- **Work instructions**
Every entry below should come back unchanged, except that the pictures are dropped.
#### Task input ####
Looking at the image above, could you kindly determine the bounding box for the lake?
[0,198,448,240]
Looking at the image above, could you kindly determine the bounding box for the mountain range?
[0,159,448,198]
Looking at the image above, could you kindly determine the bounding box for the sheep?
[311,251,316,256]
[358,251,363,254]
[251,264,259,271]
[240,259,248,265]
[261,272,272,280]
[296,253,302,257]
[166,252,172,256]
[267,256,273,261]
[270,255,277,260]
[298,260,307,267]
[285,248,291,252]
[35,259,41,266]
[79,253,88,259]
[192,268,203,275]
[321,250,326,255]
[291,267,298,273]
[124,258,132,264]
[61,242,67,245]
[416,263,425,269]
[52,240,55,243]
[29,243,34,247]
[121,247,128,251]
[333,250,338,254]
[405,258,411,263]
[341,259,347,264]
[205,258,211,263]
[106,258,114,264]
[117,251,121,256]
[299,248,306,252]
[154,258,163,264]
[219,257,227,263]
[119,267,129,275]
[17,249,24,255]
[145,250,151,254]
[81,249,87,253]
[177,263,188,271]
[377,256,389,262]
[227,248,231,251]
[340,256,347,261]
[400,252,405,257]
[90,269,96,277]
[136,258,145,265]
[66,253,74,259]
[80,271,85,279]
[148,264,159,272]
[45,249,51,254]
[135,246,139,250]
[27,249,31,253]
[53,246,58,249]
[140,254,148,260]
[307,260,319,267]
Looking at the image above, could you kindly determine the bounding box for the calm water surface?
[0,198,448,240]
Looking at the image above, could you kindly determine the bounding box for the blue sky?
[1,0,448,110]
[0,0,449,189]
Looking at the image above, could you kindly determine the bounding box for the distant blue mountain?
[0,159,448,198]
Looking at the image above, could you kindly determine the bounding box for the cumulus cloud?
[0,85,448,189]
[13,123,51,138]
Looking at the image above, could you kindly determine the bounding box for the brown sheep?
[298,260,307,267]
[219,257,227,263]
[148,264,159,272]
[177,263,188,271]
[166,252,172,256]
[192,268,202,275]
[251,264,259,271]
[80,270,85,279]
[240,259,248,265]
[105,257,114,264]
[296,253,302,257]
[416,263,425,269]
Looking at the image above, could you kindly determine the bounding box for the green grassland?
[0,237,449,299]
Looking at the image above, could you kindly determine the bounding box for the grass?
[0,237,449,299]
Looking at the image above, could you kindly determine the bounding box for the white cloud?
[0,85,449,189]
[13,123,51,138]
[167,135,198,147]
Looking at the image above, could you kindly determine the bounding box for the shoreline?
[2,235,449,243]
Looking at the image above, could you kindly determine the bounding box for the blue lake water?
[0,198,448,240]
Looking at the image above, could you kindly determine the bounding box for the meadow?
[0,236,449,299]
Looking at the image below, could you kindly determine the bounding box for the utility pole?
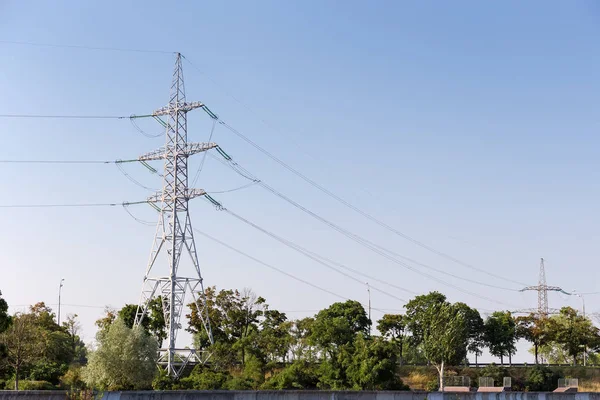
[366,282,371,332]
[58,278,64,326]
[573,292,587,366]
[134,53,217,378]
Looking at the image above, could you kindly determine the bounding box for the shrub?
[18,380,56,390]
[526,365,558,392]
[426,379,439,392]
[179,366,230,390]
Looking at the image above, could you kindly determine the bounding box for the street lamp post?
[573,292,586,366]
[58,279,65,326]
[366,282,371,332]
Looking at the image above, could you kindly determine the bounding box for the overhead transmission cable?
[208,151,521,298]
[215,120,530,288]
[206,195,513,308]
[0,39,173,54]
[192,228,388,316]
[207,200,409,303]
[0,201,148,208]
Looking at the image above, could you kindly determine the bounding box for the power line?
[218,205,408,303]
[0,39,173,54]
[210,152,521,301]
[0,200,148,208]
[193,228,389,315]
[217,121,530,288]
[0,114,128,119]
[206,182,259,194]
[0,160,115,164]
[193,228,347,301]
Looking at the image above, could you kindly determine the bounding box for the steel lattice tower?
[134,53,215,377]
[519,258,568,318]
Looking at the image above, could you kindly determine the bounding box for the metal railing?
[558,378,579,388]
[444,376,470,387]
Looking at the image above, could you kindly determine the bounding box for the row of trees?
[0,288,599,391]
[0,292,86,390]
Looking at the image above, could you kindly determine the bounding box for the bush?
[526,366,558,392]
[179,366,230,390]
[60,365,86,390]
[480,363,507,386]
[261,361,319,390]
[17,380,56,390]
[426,379,439,392]
[152,369,175,390]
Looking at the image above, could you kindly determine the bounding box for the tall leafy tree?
[117,298,166,345]
[377,314,409,366]
[484,311,516,365]
[188,287,265,364]
[455,303,485,366]
[0,291,10,335]
[0,313,43,389]
[309,300,370,354]
[404,291,446,345]
[516,313,549,365]
[83,318,158,390]
[420,301,468,391]
[546,306,600,365]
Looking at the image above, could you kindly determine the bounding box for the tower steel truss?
[134,53,214,378]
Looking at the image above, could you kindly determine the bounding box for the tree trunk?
[500,355,504,365]
[399,339,404,367]
[509,353,512,367]
[439,361,445,392]
[475,352,478,368]
[534,344,539,365]
[14,367,19,391]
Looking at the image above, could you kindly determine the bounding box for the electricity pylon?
####
- **Result**
Looking at the image above, could you kindly determine the bounding box for the lake?
[0,198,448,240]
Looking at the image above, could you kindly determine the bounding box for the mountain range?
[0,159,448,198]
Looking at the image above, could you kindly determine the bounding box for the sheep?
[311,251,316,256]
[358,251,363,254]
[251,264,259,271]
[240,259,248,265]
[261,272,272,280]
[296,253,302,257]
[166,252,172,256]
[267,256,273,261]
[270,255,277,260]
[298,260,307,267]
[285,248,291,252]
[35,259,41,266]
[79,253,88,259]
[192,268,203,275]
[321,250,326,255]
[291,267,298,273]
[124,258,132,264]
[61,242,67,245]
[416,263,425,269]
[52,240,55,243]
[29,243,34,247]
[121,247,128,251]
[333,250,338,254]
[405,258,411,263]
[341,259,347,264]
[205,258,211,263]
[106,258,114,264]
[117,251,121,256]
[299,248,306,252]
[154,258,163,264]
[219,257,227,263]
[119,267,129,275]
[17,249,24,255]
[145,250,151,254]
[81,249,87,253]
[177,263,188,271]
[377,256,389,262]
[227,248,231,251]
[340,256,347,261]
[400,252,405,257]
[90,269,96,277]
[136,258,145,265]
[66,253,74,259]
[80,271,85,279]
[148,264,159,272]
[45,249,51,254]
[135,246,139,250]
[27,249,31,253]
[53,246,58,249]
[140,254,148,260]
[307,260,319,267]
Looking at the image above, could you kindly determine the bounding box for the calm water surface?
[0,198,448,240]
Looking at the image above, could you kindly determine the bounding box for the blue sky?
[1,0,448,110]
[0,0,449,189]
Looking at the image above, could you kindly determine the bounding box for the distant blue mountain?
[0,159,448,198]
Looking at the image above, could you kindly determine the bounding box for the cumulus cloud?
[0,85,448,189]
[13,123,51,138]
Looking at the image above, could you kindly determine the bounding box for the brown sheep?
[298,260,307,267]
[219,257,227,263]
[148,264,159,272]
[177,263,188,271]
[166,252,172,256]
[192,268,202,275]
[251,264,259,271]
[80,270,85,279]
[240,259,248,265]
[105,257,114,264]
[296,253,302,257]
[416,263,425,269]
Looking at the image above, could you kindly determine the bounding box for the green grassland?
[0,237,449,299]
Looking at the image above, could you kindly determine the bounding box for the grass?
[0,237,449,299]
Looking at the image above, could you kindly determine the bounding box for the white cloud?
[0,85,449,189]
[13,123,51,138]
[167,135,198,147]
Looking at the image above, could you kindly determine the bounding box for the shoreline?
[2,235,449,243]
Looking at the image above, could you kindly determine the bounding box for the blue lake water?
[0,198,448,240]
Looking at the image above, could you kindly determine the bounding box for the meadow?
[0,236,449,299]
Looking at the image below, could you kindly determine the bounding box for the utility pole?
[366,282,371,332]
[58,278,64,326]
[573,292,587,366]
[134,53,217,378]
Looking at the image above, could you kindly determine the bounding box for the shrub?
[18,380,56,390]
[526,365,558,392]
[426,379,439,392]
[179,366,230,390]
Looking at the image above, could you kindly determine the bounding box for the street lamp post?
[573,292,586,366]
[58,279,65,326]
[366,282,371,332]
Looking at the image above, could you kindly determine the bounding box for the overhead transmission cable?
[208,151,521,298]
[215,120,530,288]
[206,195,513,308]
[0,39,173,54]
[192,228,388,316]
[207,200,409,303]
[0,201,148,208]
Looking at the image above, could you kindly determine the bounding box for the power line?
[218,205,408,303]
[0,39,173,54]
[210,152,521,301]
[0,200,148,208]
[193,228,389,315]
[217,121,530,288]
[0,114,128,119]
[206,182,259,194]
[0,160,115,164]
[193,228,347,301]
Looking at the image above, could you kindly determine the bounding box for the steel lattice tower?
[134,53,215,377]
[519,258,568,318]
Looking at the image above, could you kindly determine the bounding box for the metal railing?
[558,378,579,388]
[444,376,470,387]
Looking at the image above, could you kindly determine the bounding box for the row of trees?
[0,288,599,391]
[0,292,86,390]
Looking at the image above, could you kindly determine the bounding box for the bush?
[526,366,558,392]
[179,366,230,390]
[60,365,86,390]
[480,363,507,386]
[261,361,319,390]
[17,380,56,390]
[426,379,439,392]
[152,369,175,390]
Looking at the image above, could you kindly determine the bounding box for the tall leafy tree?
[117,298,166,345]
[377,314,409,366]
[484,311,516,365]
[188,287,265,364]
[455,303,485,366]
[0,291,10,335]
[0,313,43,389]
[309,300,370,354]
[404,291,446,345]
[516,313,549,365]
[83,318,158,390]
[420,301,468,391]
[546,306,600,365]
Looking at the image above, could you kindly determine the bounding box for the tower steel truss?
[134,53,214,378]
Looking at the image above, could you kindly determine the bounding box for the tree trunk?
[500,355,504,365]
[399,339,404,367]
[509,353,512,367]
[439,361,445,392]
[475,352,478,368]
[534,344,539,365]
[14,367,19,391]
Looking at the image above, could you kindly determine the bounding box for the electricity pylon?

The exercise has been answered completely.